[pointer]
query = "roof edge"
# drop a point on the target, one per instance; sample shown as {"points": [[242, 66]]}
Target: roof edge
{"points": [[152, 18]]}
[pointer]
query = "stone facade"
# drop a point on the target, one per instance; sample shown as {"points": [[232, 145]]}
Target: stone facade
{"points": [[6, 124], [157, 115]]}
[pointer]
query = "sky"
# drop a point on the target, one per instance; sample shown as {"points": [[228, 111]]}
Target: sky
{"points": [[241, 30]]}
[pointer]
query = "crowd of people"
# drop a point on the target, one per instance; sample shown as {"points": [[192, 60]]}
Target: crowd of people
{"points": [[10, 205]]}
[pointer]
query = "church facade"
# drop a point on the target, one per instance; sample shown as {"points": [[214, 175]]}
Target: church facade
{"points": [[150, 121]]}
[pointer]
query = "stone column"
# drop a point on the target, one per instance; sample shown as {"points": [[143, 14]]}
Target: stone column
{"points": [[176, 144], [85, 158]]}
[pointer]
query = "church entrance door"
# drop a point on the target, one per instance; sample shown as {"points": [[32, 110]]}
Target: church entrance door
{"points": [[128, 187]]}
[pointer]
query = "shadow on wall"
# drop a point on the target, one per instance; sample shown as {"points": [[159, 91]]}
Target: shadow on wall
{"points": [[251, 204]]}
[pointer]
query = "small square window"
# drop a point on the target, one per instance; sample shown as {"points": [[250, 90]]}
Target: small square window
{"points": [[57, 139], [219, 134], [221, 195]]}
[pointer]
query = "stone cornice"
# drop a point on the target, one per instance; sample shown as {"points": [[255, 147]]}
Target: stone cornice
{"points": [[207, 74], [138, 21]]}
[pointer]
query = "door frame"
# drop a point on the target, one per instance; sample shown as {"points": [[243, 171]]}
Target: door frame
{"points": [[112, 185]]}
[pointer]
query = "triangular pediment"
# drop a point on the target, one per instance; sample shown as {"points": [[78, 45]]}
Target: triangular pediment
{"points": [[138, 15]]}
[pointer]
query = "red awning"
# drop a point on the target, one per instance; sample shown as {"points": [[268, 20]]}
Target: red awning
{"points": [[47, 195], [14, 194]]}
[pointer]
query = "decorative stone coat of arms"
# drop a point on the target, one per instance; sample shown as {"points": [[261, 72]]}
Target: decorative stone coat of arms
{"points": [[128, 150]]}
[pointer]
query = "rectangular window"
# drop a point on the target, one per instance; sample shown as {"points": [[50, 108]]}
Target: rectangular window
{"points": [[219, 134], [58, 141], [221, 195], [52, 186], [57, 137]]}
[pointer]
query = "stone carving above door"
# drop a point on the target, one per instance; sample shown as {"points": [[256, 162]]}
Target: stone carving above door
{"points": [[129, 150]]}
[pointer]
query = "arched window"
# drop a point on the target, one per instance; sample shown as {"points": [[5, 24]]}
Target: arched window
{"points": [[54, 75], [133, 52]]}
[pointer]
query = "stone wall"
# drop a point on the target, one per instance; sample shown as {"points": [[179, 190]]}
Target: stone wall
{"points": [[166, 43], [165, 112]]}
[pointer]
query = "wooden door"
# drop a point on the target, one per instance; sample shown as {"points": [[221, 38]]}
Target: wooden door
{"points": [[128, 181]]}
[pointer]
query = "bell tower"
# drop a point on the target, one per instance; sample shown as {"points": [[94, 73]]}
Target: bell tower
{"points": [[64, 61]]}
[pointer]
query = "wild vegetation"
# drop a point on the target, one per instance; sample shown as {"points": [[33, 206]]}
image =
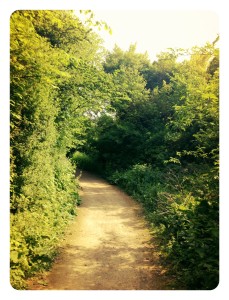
----
- _Schriftliche Aufgabe_:
Gib alle Zeilen des obigen Materials zurück, in denen die Zeichenfolge „stone“ vorkommt.

- _Die Lösung_:
query = "stone facade"
Target: stone facade
query = "stone column"
Target: stone column
query = "stone cornice"
Target: stone cornice
query = "decorative stone coat of arms"
Target: decorative stone coat of arms
query = "stone carving above door"
Target: stone carving above door
query = "stone wall"
Target: stone wall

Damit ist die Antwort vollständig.